### Records for the exercise ###

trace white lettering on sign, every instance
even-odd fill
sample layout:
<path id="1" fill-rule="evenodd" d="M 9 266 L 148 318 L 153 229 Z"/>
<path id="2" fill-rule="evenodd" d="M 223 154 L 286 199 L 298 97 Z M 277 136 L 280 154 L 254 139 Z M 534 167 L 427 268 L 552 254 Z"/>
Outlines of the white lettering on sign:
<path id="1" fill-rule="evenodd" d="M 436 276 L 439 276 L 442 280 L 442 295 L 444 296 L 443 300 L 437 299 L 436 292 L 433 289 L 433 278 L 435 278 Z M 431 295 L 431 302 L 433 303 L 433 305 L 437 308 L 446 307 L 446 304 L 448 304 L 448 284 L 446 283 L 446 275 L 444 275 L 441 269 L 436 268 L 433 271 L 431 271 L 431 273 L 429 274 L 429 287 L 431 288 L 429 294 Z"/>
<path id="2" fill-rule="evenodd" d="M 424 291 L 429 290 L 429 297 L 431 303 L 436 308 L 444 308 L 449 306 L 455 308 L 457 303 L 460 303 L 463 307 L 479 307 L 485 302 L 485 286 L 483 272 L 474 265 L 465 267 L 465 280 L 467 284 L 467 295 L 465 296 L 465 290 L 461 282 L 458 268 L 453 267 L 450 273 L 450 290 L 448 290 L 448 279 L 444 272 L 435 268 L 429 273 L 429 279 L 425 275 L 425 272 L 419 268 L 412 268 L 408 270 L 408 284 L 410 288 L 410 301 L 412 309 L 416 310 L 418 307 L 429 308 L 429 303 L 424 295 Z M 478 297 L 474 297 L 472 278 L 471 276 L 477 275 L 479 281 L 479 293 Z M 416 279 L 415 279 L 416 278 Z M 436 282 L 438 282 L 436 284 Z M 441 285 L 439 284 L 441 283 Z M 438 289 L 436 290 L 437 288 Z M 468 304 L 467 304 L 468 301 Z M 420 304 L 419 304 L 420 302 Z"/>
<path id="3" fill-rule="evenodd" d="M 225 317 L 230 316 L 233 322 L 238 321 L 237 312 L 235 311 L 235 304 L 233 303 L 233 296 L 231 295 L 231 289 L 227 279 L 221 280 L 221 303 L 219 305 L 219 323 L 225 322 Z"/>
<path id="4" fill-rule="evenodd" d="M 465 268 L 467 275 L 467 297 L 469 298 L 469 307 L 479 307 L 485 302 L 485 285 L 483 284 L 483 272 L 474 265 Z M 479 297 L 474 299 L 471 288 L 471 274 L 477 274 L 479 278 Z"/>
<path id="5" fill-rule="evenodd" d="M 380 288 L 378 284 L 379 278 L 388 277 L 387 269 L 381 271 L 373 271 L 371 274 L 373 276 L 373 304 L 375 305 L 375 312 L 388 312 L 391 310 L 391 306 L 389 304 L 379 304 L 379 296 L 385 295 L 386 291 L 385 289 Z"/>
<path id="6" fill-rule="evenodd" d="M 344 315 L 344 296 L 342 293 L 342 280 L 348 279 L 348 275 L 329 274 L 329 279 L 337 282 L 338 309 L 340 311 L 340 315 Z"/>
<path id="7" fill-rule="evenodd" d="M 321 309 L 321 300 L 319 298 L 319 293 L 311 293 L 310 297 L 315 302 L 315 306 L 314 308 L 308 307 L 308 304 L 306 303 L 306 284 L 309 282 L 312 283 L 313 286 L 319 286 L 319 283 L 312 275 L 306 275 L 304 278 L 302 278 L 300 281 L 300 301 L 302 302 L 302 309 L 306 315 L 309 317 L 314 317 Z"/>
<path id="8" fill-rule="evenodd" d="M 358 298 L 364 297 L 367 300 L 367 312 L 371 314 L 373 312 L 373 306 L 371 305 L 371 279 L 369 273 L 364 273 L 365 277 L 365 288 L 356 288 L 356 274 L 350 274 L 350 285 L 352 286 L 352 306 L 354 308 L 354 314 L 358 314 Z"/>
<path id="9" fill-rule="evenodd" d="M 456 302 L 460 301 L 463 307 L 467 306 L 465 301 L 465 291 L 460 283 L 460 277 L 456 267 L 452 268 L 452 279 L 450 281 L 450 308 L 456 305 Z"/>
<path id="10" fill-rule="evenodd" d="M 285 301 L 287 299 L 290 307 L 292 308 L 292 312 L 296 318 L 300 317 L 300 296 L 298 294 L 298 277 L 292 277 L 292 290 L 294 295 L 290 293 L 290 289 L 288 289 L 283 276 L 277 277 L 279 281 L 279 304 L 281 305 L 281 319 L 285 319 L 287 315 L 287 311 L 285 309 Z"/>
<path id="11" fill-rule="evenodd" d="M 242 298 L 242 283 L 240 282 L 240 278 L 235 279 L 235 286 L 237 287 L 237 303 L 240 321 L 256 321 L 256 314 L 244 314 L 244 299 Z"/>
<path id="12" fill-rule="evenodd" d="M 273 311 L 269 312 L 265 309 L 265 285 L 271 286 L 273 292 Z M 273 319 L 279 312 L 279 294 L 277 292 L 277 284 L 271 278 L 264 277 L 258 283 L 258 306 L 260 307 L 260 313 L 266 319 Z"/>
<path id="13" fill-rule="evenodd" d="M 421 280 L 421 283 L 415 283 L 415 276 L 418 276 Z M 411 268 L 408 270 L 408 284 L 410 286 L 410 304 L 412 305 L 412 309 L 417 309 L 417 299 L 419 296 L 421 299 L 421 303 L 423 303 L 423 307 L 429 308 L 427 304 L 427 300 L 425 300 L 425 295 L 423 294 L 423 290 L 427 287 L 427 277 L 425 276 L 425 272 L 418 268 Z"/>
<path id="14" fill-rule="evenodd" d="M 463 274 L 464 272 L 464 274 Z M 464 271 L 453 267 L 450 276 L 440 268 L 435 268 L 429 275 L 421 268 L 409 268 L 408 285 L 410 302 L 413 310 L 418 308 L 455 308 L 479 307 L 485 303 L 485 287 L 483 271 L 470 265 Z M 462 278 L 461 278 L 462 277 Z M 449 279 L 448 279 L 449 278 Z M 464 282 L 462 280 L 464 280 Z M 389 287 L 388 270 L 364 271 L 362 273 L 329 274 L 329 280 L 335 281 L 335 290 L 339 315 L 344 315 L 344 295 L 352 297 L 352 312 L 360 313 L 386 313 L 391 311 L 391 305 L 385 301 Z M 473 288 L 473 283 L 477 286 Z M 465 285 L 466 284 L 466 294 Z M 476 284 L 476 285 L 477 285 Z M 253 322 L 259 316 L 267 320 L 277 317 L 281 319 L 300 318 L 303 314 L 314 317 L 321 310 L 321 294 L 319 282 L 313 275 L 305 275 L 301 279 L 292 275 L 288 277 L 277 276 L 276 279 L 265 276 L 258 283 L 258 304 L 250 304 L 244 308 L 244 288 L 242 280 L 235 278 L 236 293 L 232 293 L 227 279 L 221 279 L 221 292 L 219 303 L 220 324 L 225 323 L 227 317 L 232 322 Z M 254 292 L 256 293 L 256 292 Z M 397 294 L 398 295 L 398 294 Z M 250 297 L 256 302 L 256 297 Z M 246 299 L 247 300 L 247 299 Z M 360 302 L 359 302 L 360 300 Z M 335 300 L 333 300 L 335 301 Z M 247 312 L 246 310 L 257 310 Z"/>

###
### Records for the exercise ###

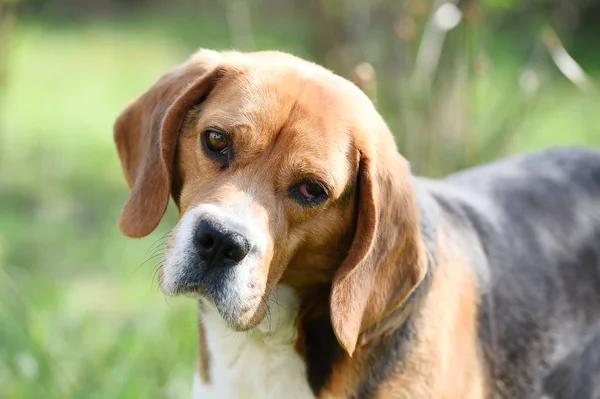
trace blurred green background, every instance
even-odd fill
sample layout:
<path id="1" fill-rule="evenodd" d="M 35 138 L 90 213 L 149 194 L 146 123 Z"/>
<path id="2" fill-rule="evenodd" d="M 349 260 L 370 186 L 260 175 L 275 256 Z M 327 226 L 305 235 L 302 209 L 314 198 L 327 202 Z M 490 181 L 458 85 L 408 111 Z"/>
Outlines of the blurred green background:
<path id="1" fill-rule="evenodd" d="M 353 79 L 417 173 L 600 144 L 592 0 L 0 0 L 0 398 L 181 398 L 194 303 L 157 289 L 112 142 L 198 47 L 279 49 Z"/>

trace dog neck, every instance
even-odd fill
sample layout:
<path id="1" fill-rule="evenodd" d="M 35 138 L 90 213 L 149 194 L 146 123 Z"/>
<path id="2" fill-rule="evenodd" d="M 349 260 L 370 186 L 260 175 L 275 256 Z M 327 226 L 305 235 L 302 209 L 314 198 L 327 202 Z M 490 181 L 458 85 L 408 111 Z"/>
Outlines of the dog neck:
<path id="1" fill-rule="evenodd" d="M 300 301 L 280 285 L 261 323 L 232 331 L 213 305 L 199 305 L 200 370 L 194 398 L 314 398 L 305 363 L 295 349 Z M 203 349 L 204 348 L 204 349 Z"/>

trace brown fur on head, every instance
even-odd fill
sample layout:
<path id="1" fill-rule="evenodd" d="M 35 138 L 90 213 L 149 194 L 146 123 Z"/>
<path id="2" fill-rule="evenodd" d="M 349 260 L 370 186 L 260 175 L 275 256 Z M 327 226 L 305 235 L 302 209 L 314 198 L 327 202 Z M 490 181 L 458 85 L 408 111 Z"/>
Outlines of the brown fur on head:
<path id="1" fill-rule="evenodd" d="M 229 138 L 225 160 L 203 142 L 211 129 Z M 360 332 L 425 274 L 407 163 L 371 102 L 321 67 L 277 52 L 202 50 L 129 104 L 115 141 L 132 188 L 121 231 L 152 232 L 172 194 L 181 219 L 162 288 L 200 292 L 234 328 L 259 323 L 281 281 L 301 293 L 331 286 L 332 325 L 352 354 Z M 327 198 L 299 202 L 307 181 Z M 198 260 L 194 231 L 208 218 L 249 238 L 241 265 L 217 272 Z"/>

###

▶ Task objective: With the line holding "trace white lettering on sign, every instance" as the first and the line holding "223 154 L 286" as the last, set down that range of the entries above exactly, and nothing else.

▶ Result of the exercise:
trace white lettering on sign, every instance
even-odd fill
sample layout:
<path id="1" fill-rule="evenodd" d="M 9 266 L 148 318 L 153 229 Z"/>
<path id="2" fill-rule="evenodd" d="M 223 154 L 286 199 L 298 97 Z M 277 136 L 280 154 L 254 139 Z M 534 167 L 427 268 L 552 254 Z"/>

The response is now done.